** TESTO IN ESAME **
========

A tutti, tutti voi, un sorriso e un grazie incredulo e felice: ricevere le vostre parole, qualunque sia l'argomento, è una parte del mio essere che regala emozioni importanti. Mi rendete un po' migliore.
In "Diario di melassa" dici che nel tuo disturbo alimentare non si vomita. La scrittura vuota l'anima, libera piu' e meglio, forse e' terapeutica in parte.
Non basta evitare di mangiare, sono sicuro. La frase infelice del povero cretino e' doppiamente sbagliata visto che rivolta a una donna che ha molto sofferto, ci leggo senso di colpa e rabbia per la difficolta' di lasciarti
Scritto da: Creso | 12/06/2009 a 21:54
Potentissima. Sono una delle persone che si sono identificate in Marcella la protagonista del Diario: grazie, mi hai fatta sentire meno isolata e hai suggerito la strada per guarire. Sei molto bella, mi dai speranza
Scritto da: loredana s | 12/06/2009 a 22:45
Creso, che si tratti ciascuno in modo "normale". Ho definito povero cretino, e non mi sono certo divertita a farlo, un uomo che ho amato perché mi ha sottovalutata e non ha saputo usare una comunicazione adatta. Ha creato volontariamente e scioccamente un dolore non necessario. Il dolore inevitabile della perdita non poteva essere risparmiato, quello di un approccio adolescenziale e privo di classe invece avrebbe potuto essere altro. E salvare, a posteriori, un rapporto di stima reciproco. Però è anche vero che se ha scelto quella forma di comunicazione significa che l'ho idealizzato e ho anche idealizzato il suo rispetto per me, che evidentemente non esisteva.
Detto questo, credo che commisurare la comunicazione al grado di sofferenza altrui sia irrealistico e ingiusto. Apprezzo chi con me si comporta come vuole, anche se poi non mi ritengo obbligata a tenermi accanto gente che non sa rispettarmi. Una notevole acquisizione di questo 2009 è stata la scoperta della libertà di dire: "Vattene", e non riaprire porte chiuse.

========

** COMPITO A **
Per favore, riproduci dal testo in esame il passaggio da "A tutti, tutti" a "un po' migliore.".
** COMPITO B **
Rispondi a queste domande sul testo in esame:
(i) Secondo il commento firmato da Creso, che cosa si dice in "Diario di melassa" del disturbo alimentare?
(ii) In quale personaggio si è identificata loredana s?
(iii) Quale acquisizione del 2009 viene indicata nell'ultimo paragrafo?
Le righe non hanno alcun legame con il testo in esame.

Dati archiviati
========

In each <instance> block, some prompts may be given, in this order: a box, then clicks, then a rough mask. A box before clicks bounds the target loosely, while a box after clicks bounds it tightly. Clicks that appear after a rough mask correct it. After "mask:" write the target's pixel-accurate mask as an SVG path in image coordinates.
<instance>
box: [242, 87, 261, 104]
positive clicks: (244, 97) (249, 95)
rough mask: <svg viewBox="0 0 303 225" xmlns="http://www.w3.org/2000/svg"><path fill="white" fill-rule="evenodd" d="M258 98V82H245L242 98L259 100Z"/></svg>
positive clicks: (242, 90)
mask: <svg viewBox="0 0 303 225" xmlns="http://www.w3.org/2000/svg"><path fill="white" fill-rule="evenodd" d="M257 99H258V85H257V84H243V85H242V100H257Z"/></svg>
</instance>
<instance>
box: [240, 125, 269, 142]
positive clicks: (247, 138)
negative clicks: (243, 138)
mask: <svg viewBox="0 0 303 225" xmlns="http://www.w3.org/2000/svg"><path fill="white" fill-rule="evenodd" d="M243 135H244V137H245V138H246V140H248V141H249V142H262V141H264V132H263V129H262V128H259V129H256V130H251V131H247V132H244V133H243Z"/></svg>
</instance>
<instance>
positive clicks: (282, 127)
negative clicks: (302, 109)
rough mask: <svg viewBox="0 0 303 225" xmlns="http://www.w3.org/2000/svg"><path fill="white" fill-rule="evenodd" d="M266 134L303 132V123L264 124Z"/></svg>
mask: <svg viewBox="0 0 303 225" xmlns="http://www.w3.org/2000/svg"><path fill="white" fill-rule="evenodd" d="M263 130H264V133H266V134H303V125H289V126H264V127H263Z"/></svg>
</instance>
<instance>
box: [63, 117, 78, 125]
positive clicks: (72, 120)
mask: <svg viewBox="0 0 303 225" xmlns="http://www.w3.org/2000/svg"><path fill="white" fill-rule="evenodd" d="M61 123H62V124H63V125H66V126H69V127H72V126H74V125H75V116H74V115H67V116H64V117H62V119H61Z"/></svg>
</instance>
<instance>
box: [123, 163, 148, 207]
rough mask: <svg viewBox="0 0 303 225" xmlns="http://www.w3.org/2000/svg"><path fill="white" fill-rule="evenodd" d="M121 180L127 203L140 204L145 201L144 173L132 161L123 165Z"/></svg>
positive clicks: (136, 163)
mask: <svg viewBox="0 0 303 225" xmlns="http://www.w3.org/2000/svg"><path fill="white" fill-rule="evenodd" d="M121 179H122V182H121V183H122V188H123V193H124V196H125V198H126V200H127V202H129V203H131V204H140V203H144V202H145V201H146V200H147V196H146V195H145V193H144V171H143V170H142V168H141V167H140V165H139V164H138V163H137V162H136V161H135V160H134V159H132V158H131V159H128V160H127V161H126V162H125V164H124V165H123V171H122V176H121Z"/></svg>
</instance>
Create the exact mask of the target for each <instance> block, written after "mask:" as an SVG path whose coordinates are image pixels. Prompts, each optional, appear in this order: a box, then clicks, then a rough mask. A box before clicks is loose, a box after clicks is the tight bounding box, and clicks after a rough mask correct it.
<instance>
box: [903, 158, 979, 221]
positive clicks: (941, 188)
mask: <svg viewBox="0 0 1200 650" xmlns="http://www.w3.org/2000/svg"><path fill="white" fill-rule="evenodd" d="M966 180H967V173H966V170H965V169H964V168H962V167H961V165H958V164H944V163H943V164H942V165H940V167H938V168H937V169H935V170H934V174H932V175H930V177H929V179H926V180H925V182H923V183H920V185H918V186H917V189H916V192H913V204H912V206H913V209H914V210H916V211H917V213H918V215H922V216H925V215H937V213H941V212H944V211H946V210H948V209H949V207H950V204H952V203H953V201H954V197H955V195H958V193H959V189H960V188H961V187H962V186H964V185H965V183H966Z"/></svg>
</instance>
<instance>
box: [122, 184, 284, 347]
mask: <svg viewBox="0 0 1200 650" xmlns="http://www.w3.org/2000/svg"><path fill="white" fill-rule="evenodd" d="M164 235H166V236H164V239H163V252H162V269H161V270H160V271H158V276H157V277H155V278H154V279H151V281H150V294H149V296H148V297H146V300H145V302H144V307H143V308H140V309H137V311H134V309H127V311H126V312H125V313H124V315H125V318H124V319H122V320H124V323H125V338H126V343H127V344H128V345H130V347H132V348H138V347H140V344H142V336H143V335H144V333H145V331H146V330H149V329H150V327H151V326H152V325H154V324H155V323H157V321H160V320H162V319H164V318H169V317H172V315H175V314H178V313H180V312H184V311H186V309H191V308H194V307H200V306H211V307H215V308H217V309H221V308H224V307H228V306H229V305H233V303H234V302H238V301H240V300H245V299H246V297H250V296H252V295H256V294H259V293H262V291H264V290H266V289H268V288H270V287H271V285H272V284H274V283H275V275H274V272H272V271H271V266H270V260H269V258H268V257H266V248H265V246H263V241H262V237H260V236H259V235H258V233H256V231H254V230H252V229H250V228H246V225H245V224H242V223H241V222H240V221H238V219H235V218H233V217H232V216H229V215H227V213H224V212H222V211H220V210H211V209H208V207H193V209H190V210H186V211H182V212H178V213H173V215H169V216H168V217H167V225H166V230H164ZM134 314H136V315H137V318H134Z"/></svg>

========

** SOLUZIONE A **
A tutti, tutti voi, un sorriso e un grazie incredulo e felice: ricevere le vostre parole, qualunque sia l'argomento, è una parte del mio essere che regala emozioni importanti. Mi rendete un po' migliore.

** SOLUZIONE B **
(i) Che nel disturbo alimentare non si vomita.
(ii) In Marcella, la protagonista del Diario.
(iii) La scoperta della libertà di dire "Vattene" e di non riaprire porte chiuse.